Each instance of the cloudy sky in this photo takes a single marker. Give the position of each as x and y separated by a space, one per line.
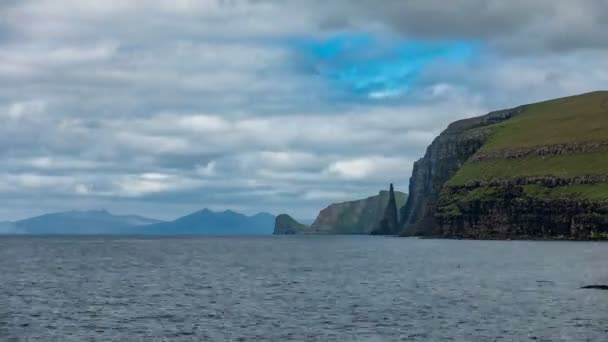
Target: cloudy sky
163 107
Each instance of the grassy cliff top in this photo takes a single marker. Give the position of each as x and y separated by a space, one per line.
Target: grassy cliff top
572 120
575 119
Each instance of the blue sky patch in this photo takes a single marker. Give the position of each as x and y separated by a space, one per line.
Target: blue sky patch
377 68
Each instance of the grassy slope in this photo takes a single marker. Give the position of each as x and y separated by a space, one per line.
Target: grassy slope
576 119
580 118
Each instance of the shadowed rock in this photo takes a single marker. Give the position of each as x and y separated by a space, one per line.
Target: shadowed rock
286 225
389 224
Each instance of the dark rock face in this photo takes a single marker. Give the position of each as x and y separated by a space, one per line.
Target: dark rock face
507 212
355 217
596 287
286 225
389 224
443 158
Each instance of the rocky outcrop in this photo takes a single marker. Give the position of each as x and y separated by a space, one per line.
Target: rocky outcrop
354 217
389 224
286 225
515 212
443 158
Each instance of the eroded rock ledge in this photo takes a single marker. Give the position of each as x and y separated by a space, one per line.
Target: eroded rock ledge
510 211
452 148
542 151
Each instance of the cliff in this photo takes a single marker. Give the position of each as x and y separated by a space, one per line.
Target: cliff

·····

The task
Show each line of the material where the word "this" occurs.

Answer to the problem
Each instance of the cloudy sky in this photo takes a single marker. Give the position of each as x and y separated by a space, one per line.
Each instance of the grassy cliff top in this photo takes a single marker. Give the position of each as x and y separated by a space, one per line.
Each instance of the blue sky patch in this photo takes a single marker. Give the position of each as x and y separated by a space, one per line.
Each instance of the grassy slope in this photo takes a single marker. Give the position of each as x and y separated by a space, one per line.
Each instance of the shadowed rock in this photo takes a single marker. Give the position of each as x and y separated by a space, one per line.
Each instance of the dark rock face in this photo takes a single marker. Give the position of each as x and y separated by a space, one per line.
Each instance of the rocky outcrop in this photo takes a single marker. Give the position of each as x and y separated by a space, one per line.
Each instance of the eroded rock ledge in this photo takes a single marker. Give the position of each as x and y separated by a space, one per line.
Each instance of the cliff in this photo takes a single marker. Give the position of each as x and y separated by a space, one per line.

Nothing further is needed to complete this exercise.